> Excerpted records:
_____

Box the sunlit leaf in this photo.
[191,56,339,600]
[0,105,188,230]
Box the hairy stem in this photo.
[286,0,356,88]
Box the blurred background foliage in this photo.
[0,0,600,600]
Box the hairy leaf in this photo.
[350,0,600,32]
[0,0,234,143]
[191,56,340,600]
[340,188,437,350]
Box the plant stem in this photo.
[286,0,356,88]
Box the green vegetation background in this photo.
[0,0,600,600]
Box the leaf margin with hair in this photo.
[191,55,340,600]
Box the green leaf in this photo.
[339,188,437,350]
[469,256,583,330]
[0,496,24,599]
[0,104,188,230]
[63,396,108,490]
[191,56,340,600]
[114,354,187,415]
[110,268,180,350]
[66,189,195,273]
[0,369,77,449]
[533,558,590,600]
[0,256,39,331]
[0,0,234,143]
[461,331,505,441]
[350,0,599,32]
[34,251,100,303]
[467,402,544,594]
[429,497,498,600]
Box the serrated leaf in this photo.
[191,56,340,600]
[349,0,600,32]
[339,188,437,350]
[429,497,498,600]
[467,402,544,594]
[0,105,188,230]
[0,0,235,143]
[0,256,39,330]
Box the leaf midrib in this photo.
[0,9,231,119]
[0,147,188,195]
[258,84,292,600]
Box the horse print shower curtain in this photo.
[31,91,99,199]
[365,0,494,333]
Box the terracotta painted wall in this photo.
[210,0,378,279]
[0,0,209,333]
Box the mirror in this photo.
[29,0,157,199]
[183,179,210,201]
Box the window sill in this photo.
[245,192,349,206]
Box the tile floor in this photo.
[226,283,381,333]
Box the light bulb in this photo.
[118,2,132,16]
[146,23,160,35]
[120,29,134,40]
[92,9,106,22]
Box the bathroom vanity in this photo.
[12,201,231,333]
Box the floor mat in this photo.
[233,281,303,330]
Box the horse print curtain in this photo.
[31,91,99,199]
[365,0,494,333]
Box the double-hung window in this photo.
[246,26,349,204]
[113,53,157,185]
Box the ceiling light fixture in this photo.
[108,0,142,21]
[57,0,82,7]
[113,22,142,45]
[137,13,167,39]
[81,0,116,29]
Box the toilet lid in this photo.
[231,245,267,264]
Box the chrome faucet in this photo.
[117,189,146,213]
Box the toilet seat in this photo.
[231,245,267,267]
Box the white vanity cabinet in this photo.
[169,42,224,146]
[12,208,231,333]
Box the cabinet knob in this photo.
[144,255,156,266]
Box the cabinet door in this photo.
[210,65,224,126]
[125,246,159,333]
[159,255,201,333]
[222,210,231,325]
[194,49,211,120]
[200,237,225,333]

_____

Render all of the material above as a numbered list, leaving out any blank lines.

1. Box the sunlit leaf in this photo.
2. [191,56,339,600]
3. [0,105,188,230]
4. Box the hairy stem in this photo.
5. [286,0,356,88]
6. Box the blurred background foliage in this photo.
7. [0,0,600,600]
8. Box the hairy leaf in this photo.
9. [350,0,600,32]
10. [0,0,234,143]
11. [191,56,340,600]
12. [340,188,437,350]
13. Box the plant stem in this photo.
14. [286,0,356,88]
15. Box the green vegetation background in this photo.
16. [0,0,600,600]
17. Box the leaf margin with hair in this photo.
18. [191,55,340,600]
19. Box the green leaf in this photo.
20. [339,188,437,350]
21. [469,256,583,330]
22. [0,496,24,599]
23. [0,104,188,230]
24. [63,396,108,490]
25. [191,56,340,600]
26. [114,354,187,415]
27. [110,268,180,350]
28. [66,189,195,273]
29. [0,369,77,449]
30. [533,558,590,600]
31. [0,256,39,331]
32. [0,0,234,143]
33. [461,331,505,441]
34. [350,0,599,32]
35. [34,251,100,303]
36. [467,402,544,594]
37. [429,497,498,600]
38. Box the serrated leaf in this photo.
39. [191,56,340,600]
40. [349,0,600,32]
41. [339,188,437,350]
42. [429,497,498,600]
43. [467,402,544,594]
44. [0,105,188,230]
45. [0,0,235,143]
46. [0,256,39,330]
47. Box the leaf midrib in this photo.
48. [0,9,231,119]
49. [0,147,188,195]
50. [258,84,292,600]
51. Box the horse print shower curtain in this photo.
52. [31,91,99,199]
53. [365,0,494,333]
54. Box the terracotta painted wall in this photo.
55. [210,0,378,279]
56. [0,0,209,333]
57. Box the mirror in this photo.
58. [29,0,157,199]
59. [183,179,210,201]
60. Box the window sill in this photo.
61. [245,192,349,206]
62. Box the tile floor in this photo.
63. [226,283,381,333]
64. Box the light bulb in this photo.
65. [118,2,132,16]
66. [146,23,160,35]
67. [120,29,134,40]
68. [92,9,106,22]
69. Box the bathroom vanity in this photo.
70. [12,201,231,333]
71. Box the floor mat in this photo.
72. [233,281,303,330]
73. Box the horse print curtain in this photo.
74. [31,91,99,199]
75. [365,0,494,333]
76. Box the double-hung window in this photo.
77. [246,26,349,204]
78. [113,53,157,185]
79. Box the ceiling light fixture in this photo.
80. [108,0,142,21]
81. [57,0,82,7]
82. [113,22,142,45]
83. [137,13,167,39]
84. [81,0,116,29]
85. Box the toilet lid in this photo.
86. [231,245,267,264]
87. Box the chrome faucet in this photo.
88. [117,189,146,213]
89. Box the toilet seat in this photo.
90. [231,245,267,267]
91. Box the white vanity cabinet in this photo.
92. [169,42,224,146]
93. [12,208,231,333]
94. Box the cabinet knob in this photo.
95. [144,255,156,266]
96. Box the cabinet door in this photo.
97. [210,65,224,126]
98. [125,246,159,333]
99. [159,255,201,333]
100. [222,210,231,325]
101. [194,49,211,120]
102. [200,237,225,333]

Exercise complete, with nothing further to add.